La masse de AB Aurigae b représente environ 9 fois celle de Jupiter et orbite à 13.9 milliards de kilomètres de son étoile, soit plus de trois fois la distance entre le Soleil et Neptune. La formation d'une protoplanète aussi lointaine et massive ne peut pas s'expliquer uniquement par le modèle standard de formation par accrétion du noyau. En effet, dans ce modèle, la formation d'une planète géante gazeuse semblable à Jupiter commence par un noyau rocheux situé dans un disque protoplanétaire qui accrète le gaz. Les noyaux rocheux ne se forment pas si loin de l'étoile centrale. Par conséquent, ce modèle n'explique pas la formation de planètes très éloignées de leur étoile.

En revanche, la théorie de la migration planétaire (le modèle de Nice et la théorie du Grand Tack, voir page 8) suggère qu'après leur formation, des planètes peuvent se rapprocher ou s'éloigner de leur étoile hôte, ou se disperser. Cependant, la découverte d'AB Aurigae b indique que des protoplanètes géantes peuvent se former loin de leur étoile avant qu'une telle migration planétaire ne se produise.

Au lieu de l'accrétion du noyau, la formation d'AB Aurigae b peut s'expliquer par l'instabilité du disque : un processus dans lequel un disque protoplanétaire gazeux massif se refroidit et se brise en un ou plusieurs fragments de masse planétaire qui s'effondrent.

MWC 758

Le système MWC 758 alias HD 36112 est situé à moins de 500 années-lumière dans le Taureau. L'étoile de type Herbig AeBe est entourée d'un disque protoplanétaire asymétrique. Il présente une cavité excentrée, trois anneaux, deux bras spiralés et deux agglomérats (clumps).

★ ★ ★ ★ ★

### Consigne A
Relevez toutes les lignes des enregistrements ci-dessous qui contiennent la chaîne "thin", en respectant la casse.

### Données fournies

★ ★ ★ ★ ★

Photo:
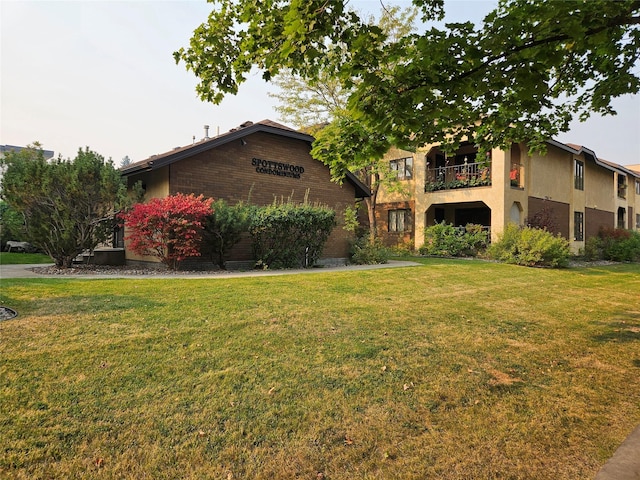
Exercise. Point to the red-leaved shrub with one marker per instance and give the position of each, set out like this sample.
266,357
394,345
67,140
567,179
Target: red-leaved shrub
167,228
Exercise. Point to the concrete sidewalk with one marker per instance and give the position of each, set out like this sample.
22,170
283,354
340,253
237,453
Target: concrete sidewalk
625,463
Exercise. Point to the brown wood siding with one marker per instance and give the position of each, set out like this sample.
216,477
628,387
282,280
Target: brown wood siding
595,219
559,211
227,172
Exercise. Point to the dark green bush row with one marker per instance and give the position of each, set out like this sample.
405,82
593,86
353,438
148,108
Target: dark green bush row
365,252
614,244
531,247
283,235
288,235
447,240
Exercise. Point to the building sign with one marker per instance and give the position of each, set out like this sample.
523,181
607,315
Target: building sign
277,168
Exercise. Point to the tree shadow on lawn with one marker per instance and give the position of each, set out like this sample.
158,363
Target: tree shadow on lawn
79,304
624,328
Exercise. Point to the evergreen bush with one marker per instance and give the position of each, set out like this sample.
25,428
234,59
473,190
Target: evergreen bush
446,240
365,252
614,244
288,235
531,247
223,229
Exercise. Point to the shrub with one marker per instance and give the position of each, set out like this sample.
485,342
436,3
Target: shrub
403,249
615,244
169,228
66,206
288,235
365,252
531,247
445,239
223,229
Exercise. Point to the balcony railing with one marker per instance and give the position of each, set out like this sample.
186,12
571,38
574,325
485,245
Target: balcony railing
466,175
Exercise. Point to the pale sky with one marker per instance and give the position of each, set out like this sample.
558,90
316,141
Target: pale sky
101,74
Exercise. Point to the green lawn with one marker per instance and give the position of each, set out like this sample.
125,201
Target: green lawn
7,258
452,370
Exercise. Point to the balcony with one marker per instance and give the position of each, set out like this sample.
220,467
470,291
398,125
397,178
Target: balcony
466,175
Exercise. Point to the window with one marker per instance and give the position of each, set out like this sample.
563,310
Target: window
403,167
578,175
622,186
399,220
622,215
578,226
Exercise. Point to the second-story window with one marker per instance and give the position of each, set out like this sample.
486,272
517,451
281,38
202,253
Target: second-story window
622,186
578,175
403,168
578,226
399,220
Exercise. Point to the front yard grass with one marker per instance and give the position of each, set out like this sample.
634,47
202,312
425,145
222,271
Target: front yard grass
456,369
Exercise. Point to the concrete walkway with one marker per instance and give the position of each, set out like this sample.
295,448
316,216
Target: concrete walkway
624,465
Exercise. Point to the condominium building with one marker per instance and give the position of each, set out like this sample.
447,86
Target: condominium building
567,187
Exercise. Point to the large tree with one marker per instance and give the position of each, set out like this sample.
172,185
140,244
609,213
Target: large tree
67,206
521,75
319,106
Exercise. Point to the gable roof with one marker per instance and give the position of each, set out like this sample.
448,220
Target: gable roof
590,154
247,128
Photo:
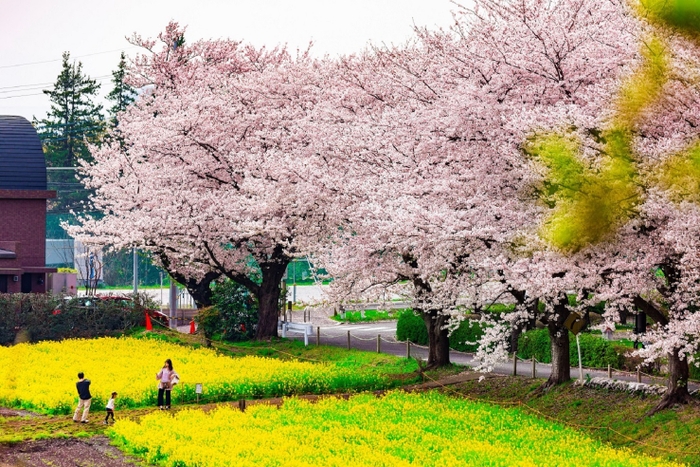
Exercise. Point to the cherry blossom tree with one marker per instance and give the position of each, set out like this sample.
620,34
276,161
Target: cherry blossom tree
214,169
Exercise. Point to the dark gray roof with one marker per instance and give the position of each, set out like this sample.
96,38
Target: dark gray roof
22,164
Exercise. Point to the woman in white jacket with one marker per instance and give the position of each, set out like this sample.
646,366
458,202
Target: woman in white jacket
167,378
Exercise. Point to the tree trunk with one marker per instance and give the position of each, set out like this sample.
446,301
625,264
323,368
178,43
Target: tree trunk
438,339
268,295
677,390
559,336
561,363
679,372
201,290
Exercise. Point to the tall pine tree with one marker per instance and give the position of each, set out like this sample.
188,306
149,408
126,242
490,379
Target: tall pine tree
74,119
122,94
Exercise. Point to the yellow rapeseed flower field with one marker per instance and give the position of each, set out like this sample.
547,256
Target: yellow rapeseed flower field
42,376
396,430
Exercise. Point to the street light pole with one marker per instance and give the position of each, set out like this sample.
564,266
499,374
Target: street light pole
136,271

★ ★ ★ ★ ★

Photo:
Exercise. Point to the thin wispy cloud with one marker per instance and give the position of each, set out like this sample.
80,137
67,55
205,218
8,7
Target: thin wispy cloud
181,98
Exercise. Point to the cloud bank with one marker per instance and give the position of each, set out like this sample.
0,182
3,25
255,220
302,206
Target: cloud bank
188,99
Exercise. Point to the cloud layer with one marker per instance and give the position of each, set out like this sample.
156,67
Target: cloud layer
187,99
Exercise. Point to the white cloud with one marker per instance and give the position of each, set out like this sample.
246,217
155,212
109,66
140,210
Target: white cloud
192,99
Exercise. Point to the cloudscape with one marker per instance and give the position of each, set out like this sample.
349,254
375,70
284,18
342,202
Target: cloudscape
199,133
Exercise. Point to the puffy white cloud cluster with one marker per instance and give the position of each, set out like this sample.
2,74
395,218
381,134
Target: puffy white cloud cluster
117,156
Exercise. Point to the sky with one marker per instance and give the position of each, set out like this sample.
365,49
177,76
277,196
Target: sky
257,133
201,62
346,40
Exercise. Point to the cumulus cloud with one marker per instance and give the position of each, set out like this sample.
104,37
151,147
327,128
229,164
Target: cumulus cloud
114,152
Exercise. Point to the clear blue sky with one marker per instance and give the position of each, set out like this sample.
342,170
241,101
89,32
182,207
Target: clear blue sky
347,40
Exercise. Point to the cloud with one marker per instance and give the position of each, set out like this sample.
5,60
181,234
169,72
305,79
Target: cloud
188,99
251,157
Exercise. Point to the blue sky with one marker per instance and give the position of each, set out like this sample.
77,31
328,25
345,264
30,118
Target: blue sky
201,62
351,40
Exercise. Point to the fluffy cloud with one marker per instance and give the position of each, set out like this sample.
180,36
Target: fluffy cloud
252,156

★ ★ ★ ★ ★

### Consigne B
Dans quelle constellation se trouve le système MWC 758 décrit dans l'extrait ?

### Réponse A
Exercise. Point to the thin wispy cloud with one marker per instance and give the position of each, set out like this sample.
Target: thin wispy cloud

### Réponse B
Dans le Taureau.